REQUIREMENT – Would you please write out every record exactly?

---------- MATERIAL TO PROCESS ----------

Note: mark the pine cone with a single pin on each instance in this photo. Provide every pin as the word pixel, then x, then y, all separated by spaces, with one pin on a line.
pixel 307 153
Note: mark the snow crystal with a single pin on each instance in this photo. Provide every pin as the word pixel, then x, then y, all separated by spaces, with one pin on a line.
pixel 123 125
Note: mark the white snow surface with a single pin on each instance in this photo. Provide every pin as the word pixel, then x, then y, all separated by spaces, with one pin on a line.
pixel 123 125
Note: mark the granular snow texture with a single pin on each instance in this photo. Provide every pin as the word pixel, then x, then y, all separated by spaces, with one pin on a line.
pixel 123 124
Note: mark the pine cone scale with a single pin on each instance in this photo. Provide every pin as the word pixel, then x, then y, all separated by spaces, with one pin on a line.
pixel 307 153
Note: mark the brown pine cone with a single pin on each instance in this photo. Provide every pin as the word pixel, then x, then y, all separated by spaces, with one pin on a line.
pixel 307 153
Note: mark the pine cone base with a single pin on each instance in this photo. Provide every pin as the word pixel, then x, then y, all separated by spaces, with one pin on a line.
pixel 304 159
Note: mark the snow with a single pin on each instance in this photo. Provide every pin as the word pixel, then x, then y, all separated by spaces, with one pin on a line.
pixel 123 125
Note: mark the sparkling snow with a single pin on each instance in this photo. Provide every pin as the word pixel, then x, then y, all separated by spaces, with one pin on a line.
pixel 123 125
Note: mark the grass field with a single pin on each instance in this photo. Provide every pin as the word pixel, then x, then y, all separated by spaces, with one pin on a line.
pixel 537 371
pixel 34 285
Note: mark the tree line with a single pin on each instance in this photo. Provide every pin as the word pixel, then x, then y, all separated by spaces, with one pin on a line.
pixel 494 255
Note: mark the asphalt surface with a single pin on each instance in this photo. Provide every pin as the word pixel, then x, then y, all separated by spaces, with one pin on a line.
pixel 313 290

----------

EXERCISE ANSWER –
Note: mark the pine cone with a single pin on each instance in this photo. Provide every pin as the word pixel, then x, then y, all separated by spaces, with one pin on a line.
pixel 307 153
Note: mark the snow crystal with a single pin on each instance in this photo. Provide every pin as the word pixel, then x, then y, all separated by spaces, with one pin on a line.
pixel 123 125
Note: mark the white snow surface with a single pin on each instance in this photo. Provide every pin as the word pixel, then x, then y, all separated by spaces, with one pin on a line.
pixel 123 125
Note: mark the granular snow texture with a single pin on each instance in this photo. Provide every pin as the word pixel, then x, then y, all separated by spaces, with one pin on a line.
pixel 123 124
Note: mark the pine cone scale with a single pin on each instance in this photo. Provide every pin as the word pixel, then x, then y, all separated by spaces, with one pin on a line.
pixel 307 153
Note: mark the brown pine cone with a single pin on each instance in this photo. Provide every pin as the word pixel, then x, then y, all separated by spaces, with one pin on a line.
pixel 307 153
Note: mark the pine cone base with a single pin on each instance in this photo. Provide every pin as the word pixel, then x, then y, all separated by spaces, with one pin on a line.
pixel 304 159
Note: mark the snow with a single pin on each instance in this photo. Provide every pin as the word pixel, then x, then y, all separated by spaces, with one pin on a line.
pixel 123 125
Note: mark the sparkling snow with a single pin on each instance in this photo. Provide every pin as the word pixel, then x, then y, all separated by spaces, with one pin on a line.
pixel 123 125
Note: mark the grass field with a single pin on each instance in this photo. Provide every pin as the word pixel, then x, then y, all separated by spaces, with one pin on a line.
pixel 537 371
pixel 34 285
Note: mark the tree line with a single pin on each instance in this photo. Provide every pin as the word pixel, then x, then y, all separated by spaces, with one pin on a line.
pixel 494 255
Note: mark the asphalt surface with a single pin on each instance in this photo. Provide every pin as the word pixel, then x, then y, all separated by spaces, with one pin on a line.
pixel 313 290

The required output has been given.